◆ **INFORMATION SHOWN**:

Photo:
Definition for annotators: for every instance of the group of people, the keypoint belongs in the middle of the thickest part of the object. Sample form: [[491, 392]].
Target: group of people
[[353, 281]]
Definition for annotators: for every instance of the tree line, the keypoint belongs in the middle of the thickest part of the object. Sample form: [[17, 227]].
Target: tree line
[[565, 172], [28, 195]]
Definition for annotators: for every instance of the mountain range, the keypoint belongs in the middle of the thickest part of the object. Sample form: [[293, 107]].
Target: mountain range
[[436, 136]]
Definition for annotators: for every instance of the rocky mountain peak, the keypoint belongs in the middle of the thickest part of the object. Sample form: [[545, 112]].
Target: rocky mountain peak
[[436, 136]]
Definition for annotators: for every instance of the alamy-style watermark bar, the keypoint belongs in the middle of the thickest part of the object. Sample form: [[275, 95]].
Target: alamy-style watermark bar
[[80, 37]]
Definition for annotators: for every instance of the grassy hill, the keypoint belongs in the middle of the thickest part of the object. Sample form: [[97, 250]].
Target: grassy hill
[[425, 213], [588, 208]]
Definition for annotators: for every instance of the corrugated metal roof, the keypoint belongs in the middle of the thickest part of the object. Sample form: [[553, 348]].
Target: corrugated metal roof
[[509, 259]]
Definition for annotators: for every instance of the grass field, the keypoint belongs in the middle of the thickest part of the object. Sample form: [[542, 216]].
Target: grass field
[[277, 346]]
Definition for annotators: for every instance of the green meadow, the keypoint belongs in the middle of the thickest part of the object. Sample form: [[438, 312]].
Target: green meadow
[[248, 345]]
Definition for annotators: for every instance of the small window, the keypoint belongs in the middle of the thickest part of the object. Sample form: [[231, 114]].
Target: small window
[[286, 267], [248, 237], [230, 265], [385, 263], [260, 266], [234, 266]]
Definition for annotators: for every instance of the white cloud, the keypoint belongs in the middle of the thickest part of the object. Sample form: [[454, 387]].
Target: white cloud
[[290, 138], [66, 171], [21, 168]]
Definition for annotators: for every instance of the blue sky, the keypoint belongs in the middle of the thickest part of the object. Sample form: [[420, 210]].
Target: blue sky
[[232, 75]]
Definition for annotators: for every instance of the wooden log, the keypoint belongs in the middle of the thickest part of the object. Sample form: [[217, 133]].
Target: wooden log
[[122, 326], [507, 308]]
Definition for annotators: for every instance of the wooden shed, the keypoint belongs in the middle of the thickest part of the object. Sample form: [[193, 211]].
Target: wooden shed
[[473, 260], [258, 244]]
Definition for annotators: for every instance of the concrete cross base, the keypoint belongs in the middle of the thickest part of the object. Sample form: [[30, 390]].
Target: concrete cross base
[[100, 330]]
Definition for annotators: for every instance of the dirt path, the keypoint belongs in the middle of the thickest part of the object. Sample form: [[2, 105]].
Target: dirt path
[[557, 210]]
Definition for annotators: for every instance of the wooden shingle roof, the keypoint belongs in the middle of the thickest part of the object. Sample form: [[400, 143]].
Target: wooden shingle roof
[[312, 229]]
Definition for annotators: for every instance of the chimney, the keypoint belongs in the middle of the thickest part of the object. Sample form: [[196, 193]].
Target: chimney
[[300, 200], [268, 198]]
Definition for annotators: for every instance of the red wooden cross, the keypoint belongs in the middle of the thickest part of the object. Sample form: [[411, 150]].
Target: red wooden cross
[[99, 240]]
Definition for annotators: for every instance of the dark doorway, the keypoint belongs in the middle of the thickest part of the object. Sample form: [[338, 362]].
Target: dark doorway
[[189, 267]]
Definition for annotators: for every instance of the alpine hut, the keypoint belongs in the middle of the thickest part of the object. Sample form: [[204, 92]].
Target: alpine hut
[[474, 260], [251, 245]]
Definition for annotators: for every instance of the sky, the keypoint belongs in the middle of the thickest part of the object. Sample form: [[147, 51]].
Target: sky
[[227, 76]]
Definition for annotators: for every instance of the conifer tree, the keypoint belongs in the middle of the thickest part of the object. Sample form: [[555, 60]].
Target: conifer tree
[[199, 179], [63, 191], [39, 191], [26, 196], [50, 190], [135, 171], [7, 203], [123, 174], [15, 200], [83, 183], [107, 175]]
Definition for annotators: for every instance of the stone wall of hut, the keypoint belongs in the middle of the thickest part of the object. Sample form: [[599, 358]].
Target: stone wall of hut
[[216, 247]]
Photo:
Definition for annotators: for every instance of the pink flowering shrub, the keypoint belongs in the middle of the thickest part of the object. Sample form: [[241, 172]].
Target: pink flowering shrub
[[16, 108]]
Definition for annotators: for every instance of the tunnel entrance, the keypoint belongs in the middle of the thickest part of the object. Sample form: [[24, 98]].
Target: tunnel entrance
...
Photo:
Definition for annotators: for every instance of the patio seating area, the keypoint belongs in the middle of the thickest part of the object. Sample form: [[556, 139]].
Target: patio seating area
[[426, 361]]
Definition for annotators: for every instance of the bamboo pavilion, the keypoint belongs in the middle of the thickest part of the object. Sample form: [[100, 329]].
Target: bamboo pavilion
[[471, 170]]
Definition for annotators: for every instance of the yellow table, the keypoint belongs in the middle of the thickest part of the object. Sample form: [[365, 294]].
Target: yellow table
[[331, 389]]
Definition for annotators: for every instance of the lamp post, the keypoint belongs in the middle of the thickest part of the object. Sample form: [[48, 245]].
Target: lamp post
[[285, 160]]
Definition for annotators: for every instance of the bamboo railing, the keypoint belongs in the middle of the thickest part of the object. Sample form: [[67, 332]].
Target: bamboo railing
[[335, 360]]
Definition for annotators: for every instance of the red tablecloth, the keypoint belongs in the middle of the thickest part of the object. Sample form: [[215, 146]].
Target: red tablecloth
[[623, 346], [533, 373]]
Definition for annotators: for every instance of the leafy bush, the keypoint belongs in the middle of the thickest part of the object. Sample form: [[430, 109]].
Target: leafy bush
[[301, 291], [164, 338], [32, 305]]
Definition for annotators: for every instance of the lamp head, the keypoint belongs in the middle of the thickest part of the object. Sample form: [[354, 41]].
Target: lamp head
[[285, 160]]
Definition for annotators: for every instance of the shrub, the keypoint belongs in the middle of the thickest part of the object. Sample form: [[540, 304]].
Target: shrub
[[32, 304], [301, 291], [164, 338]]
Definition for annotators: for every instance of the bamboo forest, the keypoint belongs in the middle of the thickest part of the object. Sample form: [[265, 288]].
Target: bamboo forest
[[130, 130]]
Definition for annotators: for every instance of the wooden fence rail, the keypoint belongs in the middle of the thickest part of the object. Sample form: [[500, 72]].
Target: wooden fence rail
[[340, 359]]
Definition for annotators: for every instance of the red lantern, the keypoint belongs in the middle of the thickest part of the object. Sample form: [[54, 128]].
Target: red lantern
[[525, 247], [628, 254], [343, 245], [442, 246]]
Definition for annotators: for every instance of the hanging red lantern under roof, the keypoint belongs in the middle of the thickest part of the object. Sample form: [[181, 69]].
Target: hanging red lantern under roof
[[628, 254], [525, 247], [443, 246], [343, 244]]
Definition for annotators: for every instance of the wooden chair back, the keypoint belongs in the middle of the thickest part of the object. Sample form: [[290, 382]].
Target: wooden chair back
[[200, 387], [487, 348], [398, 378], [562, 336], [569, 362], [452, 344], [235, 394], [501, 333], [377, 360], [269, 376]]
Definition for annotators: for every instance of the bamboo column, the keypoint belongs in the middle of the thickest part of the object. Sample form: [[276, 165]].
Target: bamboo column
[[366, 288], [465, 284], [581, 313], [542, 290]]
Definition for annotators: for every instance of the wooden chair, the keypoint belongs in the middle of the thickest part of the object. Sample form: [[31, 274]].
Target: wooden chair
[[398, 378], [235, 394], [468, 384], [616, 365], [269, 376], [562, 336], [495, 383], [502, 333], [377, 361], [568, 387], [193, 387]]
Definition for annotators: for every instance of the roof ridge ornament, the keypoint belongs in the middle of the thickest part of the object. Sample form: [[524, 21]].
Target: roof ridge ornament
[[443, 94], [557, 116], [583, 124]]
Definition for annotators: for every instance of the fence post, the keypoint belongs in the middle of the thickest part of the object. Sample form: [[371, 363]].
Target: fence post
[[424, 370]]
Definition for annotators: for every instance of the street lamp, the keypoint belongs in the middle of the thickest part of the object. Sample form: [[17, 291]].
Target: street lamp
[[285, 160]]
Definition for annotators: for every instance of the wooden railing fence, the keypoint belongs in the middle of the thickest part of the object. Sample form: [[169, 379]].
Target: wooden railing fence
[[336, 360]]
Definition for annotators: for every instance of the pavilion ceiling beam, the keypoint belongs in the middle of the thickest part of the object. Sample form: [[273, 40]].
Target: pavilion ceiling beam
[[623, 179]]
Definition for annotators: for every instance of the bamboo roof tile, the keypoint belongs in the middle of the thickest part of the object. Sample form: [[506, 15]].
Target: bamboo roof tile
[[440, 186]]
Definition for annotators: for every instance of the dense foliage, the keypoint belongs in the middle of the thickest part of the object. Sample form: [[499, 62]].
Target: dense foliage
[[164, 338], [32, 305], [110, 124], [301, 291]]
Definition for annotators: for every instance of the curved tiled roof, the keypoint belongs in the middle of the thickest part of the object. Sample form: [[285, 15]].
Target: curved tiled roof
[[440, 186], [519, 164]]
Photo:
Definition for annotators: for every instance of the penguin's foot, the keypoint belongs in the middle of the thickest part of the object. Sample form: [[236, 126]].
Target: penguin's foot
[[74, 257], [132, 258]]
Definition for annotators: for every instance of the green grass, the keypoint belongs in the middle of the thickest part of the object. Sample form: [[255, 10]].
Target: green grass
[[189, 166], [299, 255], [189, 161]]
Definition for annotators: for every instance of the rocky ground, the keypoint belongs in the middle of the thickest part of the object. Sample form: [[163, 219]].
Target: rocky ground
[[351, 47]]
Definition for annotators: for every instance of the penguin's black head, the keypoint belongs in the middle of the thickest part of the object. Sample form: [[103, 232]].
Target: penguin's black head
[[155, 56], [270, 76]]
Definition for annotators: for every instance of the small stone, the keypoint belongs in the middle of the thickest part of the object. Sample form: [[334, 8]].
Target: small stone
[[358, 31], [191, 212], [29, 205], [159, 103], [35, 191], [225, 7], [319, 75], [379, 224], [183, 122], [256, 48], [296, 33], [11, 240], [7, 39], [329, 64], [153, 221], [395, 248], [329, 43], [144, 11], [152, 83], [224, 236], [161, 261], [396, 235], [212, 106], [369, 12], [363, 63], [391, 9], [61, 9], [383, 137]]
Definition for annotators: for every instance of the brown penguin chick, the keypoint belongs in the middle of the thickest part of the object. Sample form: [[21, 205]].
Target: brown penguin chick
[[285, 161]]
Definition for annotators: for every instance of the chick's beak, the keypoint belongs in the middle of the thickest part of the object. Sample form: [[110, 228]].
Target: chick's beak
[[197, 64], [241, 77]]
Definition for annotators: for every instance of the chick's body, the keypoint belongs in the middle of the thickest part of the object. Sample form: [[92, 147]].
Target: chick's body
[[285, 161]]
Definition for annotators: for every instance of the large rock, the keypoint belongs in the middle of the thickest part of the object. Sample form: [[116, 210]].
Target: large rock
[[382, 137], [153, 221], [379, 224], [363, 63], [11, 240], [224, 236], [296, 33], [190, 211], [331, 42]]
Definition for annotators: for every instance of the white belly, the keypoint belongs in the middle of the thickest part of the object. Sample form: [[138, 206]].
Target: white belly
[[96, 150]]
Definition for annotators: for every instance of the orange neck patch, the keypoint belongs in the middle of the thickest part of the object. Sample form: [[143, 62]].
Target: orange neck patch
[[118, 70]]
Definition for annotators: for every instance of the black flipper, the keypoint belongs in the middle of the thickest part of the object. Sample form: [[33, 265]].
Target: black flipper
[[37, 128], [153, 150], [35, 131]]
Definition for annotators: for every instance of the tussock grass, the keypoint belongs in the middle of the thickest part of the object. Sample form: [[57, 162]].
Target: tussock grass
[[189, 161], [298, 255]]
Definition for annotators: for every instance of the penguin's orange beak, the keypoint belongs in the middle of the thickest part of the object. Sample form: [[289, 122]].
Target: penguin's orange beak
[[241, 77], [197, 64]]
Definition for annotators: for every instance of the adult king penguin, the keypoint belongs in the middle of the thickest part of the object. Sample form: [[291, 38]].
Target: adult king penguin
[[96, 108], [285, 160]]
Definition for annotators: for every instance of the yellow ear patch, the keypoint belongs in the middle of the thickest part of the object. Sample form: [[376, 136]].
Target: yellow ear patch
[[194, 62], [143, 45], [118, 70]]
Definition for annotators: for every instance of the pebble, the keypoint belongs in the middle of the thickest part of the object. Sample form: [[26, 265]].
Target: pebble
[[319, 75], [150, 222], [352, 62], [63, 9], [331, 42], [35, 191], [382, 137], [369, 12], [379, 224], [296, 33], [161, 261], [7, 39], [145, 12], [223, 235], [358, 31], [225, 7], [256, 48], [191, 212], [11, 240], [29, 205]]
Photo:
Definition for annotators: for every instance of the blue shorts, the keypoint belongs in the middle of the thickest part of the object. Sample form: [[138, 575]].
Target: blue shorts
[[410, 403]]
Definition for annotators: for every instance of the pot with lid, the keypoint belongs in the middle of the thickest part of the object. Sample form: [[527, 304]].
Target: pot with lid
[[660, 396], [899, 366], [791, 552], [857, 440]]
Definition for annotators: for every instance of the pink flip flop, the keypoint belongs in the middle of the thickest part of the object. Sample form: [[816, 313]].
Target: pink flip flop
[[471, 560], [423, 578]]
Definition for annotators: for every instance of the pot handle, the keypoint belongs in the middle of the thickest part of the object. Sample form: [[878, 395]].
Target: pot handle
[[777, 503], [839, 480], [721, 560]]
...
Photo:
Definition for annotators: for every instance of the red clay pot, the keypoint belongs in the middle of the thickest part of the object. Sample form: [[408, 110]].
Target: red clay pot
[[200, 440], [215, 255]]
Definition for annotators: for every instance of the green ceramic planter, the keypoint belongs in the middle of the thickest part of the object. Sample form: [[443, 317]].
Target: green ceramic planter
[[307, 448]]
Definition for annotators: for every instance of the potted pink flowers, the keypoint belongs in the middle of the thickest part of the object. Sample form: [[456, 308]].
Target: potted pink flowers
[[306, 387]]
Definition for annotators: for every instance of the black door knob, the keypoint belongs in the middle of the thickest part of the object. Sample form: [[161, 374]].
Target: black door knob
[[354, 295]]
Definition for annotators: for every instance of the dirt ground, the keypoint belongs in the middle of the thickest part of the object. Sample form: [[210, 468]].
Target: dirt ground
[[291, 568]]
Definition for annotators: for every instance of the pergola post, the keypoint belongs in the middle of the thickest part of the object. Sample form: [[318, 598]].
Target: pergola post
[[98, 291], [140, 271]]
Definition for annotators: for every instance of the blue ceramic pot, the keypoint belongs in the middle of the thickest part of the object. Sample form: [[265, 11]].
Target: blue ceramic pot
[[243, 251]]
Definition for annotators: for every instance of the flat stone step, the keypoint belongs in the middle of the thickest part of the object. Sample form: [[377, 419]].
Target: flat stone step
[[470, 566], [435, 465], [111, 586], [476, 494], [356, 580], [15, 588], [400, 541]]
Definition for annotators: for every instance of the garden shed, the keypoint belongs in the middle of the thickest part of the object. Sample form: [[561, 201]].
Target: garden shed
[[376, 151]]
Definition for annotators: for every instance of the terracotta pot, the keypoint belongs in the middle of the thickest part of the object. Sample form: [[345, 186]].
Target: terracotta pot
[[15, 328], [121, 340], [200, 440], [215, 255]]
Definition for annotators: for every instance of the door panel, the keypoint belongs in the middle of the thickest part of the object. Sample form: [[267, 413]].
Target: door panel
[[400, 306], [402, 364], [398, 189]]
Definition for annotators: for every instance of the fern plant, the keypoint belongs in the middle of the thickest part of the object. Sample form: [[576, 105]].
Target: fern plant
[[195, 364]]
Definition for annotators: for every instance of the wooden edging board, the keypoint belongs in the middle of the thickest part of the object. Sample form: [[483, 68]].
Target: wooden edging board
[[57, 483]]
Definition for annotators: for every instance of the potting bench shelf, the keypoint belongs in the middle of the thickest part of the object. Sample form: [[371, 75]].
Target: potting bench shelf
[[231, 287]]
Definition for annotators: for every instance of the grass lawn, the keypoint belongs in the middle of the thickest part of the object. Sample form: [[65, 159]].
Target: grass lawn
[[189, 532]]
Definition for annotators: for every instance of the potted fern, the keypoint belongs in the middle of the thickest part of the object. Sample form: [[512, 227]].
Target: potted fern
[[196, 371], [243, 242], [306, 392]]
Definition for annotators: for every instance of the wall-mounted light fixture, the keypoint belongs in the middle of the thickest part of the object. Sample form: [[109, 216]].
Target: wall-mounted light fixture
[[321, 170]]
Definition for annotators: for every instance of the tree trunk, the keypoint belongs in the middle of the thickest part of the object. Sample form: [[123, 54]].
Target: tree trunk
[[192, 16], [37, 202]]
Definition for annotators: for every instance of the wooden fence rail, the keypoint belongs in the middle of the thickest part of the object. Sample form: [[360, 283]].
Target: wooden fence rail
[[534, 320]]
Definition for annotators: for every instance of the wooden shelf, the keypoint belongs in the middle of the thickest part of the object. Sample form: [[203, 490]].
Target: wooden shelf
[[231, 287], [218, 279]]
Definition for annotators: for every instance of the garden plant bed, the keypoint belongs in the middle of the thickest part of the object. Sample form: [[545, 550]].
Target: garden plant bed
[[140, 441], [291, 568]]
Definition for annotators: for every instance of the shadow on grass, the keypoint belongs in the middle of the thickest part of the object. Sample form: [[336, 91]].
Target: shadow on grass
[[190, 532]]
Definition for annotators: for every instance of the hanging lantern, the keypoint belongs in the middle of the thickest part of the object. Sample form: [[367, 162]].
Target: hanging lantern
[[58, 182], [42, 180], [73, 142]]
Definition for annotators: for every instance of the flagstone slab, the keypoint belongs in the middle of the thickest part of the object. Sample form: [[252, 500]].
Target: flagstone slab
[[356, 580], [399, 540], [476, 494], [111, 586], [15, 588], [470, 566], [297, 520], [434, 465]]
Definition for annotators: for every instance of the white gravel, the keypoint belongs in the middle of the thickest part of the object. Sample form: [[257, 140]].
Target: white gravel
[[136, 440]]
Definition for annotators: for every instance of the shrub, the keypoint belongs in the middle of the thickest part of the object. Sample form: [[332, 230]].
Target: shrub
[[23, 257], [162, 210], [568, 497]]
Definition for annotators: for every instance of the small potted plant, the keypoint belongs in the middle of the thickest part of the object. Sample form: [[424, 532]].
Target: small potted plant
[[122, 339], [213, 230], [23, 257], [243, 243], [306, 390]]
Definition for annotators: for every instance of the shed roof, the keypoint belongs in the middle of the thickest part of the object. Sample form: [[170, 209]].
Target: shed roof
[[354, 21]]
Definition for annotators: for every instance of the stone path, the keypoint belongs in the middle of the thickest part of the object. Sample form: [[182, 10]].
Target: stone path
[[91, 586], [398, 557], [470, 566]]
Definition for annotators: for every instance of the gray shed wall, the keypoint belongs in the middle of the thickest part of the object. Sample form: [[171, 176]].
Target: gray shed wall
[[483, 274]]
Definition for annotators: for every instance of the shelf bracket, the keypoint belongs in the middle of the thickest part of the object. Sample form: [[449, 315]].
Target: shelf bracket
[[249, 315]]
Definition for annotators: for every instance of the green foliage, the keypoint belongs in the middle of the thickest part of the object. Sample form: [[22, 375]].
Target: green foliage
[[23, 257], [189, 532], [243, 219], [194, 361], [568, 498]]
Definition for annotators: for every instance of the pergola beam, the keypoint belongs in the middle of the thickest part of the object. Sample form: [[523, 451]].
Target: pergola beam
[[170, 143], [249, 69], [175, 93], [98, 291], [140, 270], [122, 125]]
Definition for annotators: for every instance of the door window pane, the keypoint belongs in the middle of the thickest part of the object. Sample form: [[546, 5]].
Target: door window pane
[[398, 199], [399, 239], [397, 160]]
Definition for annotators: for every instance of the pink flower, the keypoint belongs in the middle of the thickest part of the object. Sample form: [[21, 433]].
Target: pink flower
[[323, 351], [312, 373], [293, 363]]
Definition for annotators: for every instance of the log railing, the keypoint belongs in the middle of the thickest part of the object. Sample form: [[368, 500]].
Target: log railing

◆ **EXERCISE GOAL**: Copy out every line from the material above in which the word "entrance" appears.

◆ **ANSWER SPACE**:
Definition for annotators: for every instance of the tunnel entrance, the keypoint belongs in the middle of the thickest part of the object. Sample form: [[24, 98]].
Target: tunnel entrance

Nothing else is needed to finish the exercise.